## PASSAGE PROVIDED
▼

Even when you’re doing everything you possibly can to live a healthy lifestyle, there are some things you just can’t control. While it’s impossible to prevent every serious illness that might arise, it is possible to mitigate the financial hardship that serious diagnoses can cause. Critical illness insurance can help ensure you are financially prepared in case of an unexpected diagnosis so you can focus on recovery instead of your finances.
How critical illness insurance helps you pay your medical bills
Critical illness insurance is a type of supplemental health insurance. It can help you cover out-of-pocket medical expenses that your primary health insurance plan doesn’t cover.
Critical illness insurance pays a cash benefit in the event that you or a family member experience a covered serious illness, such as cancer or a stroke. This cash payout is paid directly to you and can go to cover whatever expenses you choose.
Many people who experience a critical illness wind up facing serious financial difficulties along with their recovery. As high-deductible health insurance plans become increasingly common, a regular health plan may not be enough to cover high costs associated with diagnosing, treating, and living with a critical illness. In fact, 34% of all Americans with medical insurance find it difficult to afford their deductible1. No wonder the American Journal of Public Health found that 67% of all bankruptcies are tied to medical issues2.
In order to receive critical illness insurance coverage, you’ll pay a low monthly premium. Most critical illness insurance plans don’t involve any deductibles, co-pays, or lifetime maximums.
Critical illness insurance vs. accident insurance
Critical illness insurance and accident insurance are two common supplemental insurance plans. They work in similar ways but pay out benefits for different incidents.

▲

## EXTRACTED DATA
▼

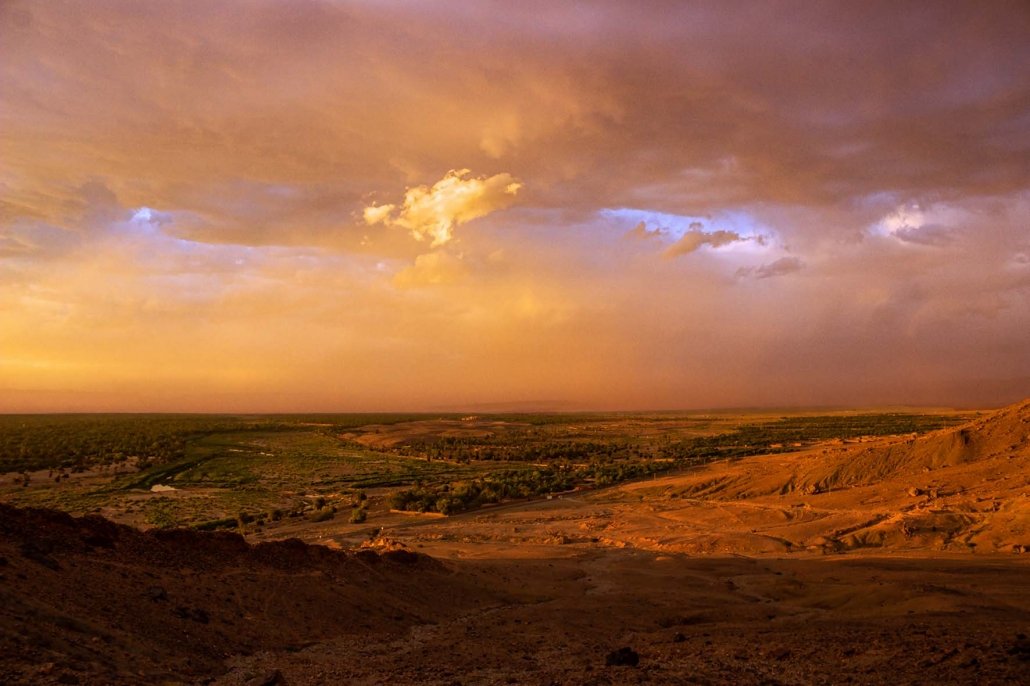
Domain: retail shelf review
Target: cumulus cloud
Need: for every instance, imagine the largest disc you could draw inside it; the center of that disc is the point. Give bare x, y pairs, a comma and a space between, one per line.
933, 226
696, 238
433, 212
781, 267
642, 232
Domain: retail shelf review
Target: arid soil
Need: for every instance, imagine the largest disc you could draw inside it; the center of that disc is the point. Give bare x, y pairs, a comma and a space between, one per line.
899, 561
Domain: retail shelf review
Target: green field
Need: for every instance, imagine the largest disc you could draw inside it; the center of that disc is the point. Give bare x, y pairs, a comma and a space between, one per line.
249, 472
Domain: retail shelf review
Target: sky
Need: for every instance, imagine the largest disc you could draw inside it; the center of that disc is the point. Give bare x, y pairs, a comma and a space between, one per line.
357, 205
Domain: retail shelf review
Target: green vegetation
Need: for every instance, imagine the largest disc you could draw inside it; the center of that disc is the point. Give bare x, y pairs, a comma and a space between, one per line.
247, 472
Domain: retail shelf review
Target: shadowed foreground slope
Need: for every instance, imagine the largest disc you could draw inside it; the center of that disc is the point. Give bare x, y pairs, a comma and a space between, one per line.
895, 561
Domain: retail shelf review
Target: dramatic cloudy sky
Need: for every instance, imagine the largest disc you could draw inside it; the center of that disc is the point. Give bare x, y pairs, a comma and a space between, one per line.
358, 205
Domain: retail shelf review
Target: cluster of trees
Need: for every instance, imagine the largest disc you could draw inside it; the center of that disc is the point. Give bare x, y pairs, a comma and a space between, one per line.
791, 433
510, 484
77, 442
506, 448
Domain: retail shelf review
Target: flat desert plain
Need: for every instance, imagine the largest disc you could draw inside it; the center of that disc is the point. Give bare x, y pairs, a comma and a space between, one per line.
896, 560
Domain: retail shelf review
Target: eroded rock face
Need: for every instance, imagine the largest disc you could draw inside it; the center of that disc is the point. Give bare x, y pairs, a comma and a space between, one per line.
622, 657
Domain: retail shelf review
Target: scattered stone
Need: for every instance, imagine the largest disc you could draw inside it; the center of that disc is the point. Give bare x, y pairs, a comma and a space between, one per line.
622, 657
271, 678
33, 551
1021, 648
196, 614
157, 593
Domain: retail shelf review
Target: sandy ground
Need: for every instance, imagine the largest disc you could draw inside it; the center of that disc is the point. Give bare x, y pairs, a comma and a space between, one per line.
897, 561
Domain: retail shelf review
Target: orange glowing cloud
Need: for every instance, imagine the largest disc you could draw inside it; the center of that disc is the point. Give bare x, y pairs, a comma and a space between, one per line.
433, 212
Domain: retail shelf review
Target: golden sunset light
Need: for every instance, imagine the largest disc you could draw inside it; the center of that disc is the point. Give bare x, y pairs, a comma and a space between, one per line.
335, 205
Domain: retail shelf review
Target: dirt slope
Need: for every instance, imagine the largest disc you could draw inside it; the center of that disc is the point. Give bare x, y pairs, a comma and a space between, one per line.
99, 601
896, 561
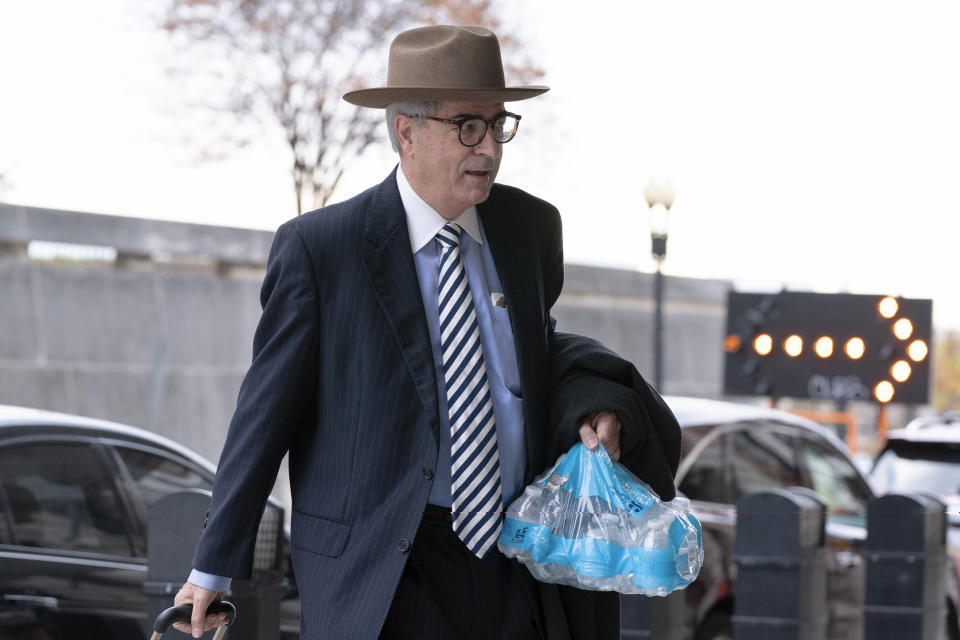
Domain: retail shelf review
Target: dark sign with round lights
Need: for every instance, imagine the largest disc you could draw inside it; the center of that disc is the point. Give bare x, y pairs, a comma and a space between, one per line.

▲

## THINGS TO DO
1. Repeat the part of the critical illness insurance passage that opens with the words containing "Many people who" and closes with "or lifetime maximums.".
2. Answer these questions using the critical illness insurance passage.
(a) Which two illnesses does it give as examples of a covered serious illness?
(b) What share of all Americans with medical insurance find it hard to afford their deductible?
(c) What three things do most critical illness insurance plans not involve?
The listing has nothing to do with the critical illness insurance passage.

## EXERCISE RESULTS
1.
Many people who experience a critical illness wind up facing serious financial difficulties along with their recovery. As high-deductible health insurance plans become increasingly common, a regular health plan may not be enough to cover high costs associated with diagnosing, treating, and living with a critical illness. In fact, 34% of all Americans with medical insurance find it difficult to afford their deductible1. No wonder the American Journal of Public Health found that 67% of all bankruptcies are tied to medical issues2.
In order to receive critical illness insurance coverage, you’ll pay a low monthly premium. Most critical illness insurance plans don’t involve any deductibles, co-pays, or lifetime maximums.

2.
(a) Cancer and a stroke.
(b) 34%.
(c) Deductibles, co-pays, and lifetime maximums.